EXTRAIT:
——
Assureurs  : pourquoi vous désolidariser de nos retraites  ?

Par Sylvain de Nombel (*)  |   |  706  mots
(Crédits : DR)
OPINION. Le projet de loi instituant un système universel de retraite a pris du retard en raison de la crise sanitaire. Les assureurs ont choisi de moment pour remettre en cause les règles de répartition du financement des retraites des agents généraux d'assurance en vigueur depuis 1952. Un signal inquiétant pour la profession... et pour tous nos concitoyens. Par Sylvain de Nombel, Président de la caisse de retraite des agents généraux d’assurance Cavamac (*).

Les agents généraux d'assurance sont un peu les médecins généralistes de l'assurance, ils ont un lien de proximité et de confiance avec les Français et les entreprises confrontés à une problématique d'assurance.

Ils sont le visage humain et rassurant d'un secteur parfois incompris, on l'a vu ces derniers mois avec des compagnies d'assurances confrontées par temps de la Covid à la détresse de restaurateurs à la perte d'exploitation intenable, ou encore à la grogne de millions d'automobilistes attendant un geste sur leurs primes alors que leurs véhicules étaient restés au parking pour cause de confinements successifs.

Après des années de forte concentration à l'initiative des compagnies d'assurances et de réduction de nos effectifs, le modèle économique de l'agent général d'assurance est maintenant stabilisé avec 12.000 femmes et hommes particulièrement performants alors que de nouveaux acteurs ont émergé, bancassureurs ou pure players.

L'élection présidentielle sera l'occasion pour tous les candidats de se positionner sur l'avenir des retraites en France. Le projet de loi instituant un système universel de retraite, soumis dès 2020 au Parlement sous le régime procédural accéléré, a depuis marqué le pas pour cause de pandémie mondiale, les pouvoirs publics étant prioritairement mobilisés par l'urgence sanitaire et le déploiement du « Quoi qu'il en coûte » théorisé par le président de la République pour accompagner les salariés et les entreprises dans la crise.
——
DONNÉES D'ENTRÉE:
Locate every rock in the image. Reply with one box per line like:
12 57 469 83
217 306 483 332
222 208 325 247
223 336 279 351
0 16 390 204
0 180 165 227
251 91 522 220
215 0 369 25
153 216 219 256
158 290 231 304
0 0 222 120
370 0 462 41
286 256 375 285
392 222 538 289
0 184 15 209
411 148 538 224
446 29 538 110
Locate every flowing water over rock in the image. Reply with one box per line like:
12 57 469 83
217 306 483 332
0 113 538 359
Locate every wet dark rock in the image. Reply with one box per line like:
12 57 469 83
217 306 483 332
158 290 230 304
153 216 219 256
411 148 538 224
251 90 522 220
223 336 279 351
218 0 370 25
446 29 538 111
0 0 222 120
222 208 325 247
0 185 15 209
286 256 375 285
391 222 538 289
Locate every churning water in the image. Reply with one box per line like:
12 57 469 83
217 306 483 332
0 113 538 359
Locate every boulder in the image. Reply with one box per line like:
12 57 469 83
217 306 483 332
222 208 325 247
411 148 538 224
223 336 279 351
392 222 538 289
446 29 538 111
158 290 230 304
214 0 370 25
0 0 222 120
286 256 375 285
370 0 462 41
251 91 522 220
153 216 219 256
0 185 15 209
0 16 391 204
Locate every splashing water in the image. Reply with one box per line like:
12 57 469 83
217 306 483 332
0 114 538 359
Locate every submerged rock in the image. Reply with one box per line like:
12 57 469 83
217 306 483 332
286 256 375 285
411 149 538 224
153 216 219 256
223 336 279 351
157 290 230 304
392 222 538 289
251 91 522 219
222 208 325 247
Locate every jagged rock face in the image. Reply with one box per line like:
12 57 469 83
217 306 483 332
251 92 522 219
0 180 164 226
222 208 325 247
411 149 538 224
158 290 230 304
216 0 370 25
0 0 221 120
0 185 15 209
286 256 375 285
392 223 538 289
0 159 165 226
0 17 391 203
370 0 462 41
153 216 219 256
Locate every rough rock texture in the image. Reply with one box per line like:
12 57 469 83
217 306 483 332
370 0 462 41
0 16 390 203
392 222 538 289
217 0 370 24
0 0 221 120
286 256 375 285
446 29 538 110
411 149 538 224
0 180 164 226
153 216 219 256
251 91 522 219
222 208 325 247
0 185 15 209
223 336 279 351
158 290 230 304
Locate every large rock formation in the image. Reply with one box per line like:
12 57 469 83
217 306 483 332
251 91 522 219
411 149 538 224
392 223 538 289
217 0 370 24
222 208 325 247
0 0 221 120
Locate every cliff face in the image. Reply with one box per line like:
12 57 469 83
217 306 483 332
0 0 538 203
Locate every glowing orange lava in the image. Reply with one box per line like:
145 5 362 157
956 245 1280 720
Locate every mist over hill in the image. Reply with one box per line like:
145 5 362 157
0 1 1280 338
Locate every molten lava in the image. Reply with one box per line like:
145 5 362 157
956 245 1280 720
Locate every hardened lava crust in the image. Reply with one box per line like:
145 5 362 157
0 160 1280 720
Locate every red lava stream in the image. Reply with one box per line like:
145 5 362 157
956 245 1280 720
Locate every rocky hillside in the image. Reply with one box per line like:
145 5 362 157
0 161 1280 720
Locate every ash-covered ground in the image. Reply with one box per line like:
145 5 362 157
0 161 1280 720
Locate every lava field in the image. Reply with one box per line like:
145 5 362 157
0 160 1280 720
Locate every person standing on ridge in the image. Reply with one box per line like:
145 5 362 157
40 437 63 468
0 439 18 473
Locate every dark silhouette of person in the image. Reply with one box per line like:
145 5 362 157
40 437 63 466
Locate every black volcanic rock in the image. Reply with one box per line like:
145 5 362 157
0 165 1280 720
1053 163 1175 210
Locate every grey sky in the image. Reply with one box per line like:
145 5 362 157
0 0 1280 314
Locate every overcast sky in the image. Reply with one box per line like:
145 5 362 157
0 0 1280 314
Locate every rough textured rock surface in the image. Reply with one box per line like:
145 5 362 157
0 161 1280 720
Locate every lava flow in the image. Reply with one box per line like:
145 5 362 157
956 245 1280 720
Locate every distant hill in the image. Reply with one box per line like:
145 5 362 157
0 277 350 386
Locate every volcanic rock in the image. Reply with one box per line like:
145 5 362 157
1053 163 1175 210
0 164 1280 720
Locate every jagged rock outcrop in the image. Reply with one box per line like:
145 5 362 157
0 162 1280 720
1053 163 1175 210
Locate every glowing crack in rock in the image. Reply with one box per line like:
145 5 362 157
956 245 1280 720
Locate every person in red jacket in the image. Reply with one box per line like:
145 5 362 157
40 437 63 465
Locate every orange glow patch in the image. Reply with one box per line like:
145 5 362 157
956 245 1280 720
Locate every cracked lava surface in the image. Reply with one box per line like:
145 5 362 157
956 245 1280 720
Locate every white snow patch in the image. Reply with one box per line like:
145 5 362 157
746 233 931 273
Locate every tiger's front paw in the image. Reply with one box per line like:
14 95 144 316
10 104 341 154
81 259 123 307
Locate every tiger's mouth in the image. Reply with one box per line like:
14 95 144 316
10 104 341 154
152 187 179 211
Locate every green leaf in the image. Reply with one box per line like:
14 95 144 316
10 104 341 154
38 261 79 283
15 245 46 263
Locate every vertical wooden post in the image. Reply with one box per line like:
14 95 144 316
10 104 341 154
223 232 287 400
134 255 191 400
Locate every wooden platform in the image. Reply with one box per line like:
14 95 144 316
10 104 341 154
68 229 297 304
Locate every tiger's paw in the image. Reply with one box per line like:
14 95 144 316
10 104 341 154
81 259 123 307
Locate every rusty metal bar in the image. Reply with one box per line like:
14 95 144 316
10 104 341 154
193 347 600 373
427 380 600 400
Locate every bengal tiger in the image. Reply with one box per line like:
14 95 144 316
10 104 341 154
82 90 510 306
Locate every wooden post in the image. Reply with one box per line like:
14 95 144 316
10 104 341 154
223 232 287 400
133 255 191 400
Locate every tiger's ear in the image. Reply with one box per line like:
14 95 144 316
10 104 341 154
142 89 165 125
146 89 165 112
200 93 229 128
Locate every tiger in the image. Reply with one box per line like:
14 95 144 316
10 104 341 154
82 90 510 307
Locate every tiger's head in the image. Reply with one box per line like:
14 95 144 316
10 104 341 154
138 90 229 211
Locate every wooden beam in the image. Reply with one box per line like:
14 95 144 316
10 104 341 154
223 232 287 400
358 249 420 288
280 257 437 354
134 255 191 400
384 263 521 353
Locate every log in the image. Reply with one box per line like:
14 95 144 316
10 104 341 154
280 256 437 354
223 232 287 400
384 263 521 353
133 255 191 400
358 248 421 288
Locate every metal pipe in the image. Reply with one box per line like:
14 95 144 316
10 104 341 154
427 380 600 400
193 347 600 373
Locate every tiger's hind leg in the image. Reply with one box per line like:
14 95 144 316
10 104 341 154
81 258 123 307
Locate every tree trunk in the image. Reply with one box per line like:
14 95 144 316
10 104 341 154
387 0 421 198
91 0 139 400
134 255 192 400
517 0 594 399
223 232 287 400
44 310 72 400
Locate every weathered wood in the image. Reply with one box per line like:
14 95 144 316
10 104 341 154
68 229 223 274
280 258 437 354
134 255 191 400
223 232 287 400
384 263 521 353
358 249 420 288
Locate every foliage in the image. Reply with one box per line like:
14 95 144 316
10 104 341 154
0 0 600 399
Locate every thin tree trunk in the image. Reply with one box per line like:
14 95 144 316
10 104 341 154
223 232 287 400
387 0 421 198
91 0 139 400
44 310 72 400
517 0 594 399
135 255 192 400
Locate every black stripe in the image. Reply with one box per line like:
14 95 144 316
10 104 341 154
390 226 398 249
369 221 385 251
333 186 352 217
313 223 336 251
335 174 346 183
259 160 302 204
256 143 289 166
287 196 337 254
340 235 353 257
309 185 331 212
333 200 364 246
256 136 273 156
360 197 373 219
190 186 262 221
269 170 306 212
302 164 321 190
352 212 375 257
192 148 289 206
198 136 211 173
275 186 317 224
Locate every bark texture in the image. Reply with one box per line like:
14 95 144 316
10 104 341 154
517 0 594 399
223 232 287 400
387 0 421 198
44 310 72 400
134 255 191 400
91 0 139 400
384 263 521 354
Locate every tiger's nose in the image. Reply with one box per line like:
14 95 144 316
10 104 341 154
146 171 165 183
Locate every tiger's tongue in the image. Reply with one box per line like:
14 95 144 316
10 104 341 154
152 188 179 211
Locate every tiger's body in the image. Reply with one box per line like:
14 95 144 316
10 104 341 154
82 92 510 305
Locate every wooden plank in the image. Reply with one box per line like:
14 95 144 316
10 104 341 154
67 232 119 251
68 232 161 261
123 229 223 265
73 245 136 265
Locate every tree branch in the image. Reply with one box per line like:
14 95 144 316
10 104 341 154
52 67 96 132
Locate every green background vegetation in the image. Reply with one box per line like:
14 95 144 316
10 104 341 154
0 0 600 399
——
CONSIGNE:
Répondez aux questions suivantes à partir de l'extrait.
(a) Depuis quelle année les règles de répartition du financement des retraites des agents généraux d'assurance sont-elles en vigueur ?
(b) À qui l'extrait compare-t-il les agents généraux d'assurance ?
(c) Combien de femmes et d'hommes compte aujourd'hui la profession d'agent général d'assurance ?

RÉPONSE:
(a) Depuis 1952.
(b) Aux médecins généralistes : ils sont « un peu les médecins généralistes de l'assurance ».
(c) 12 000 femmes et hommes.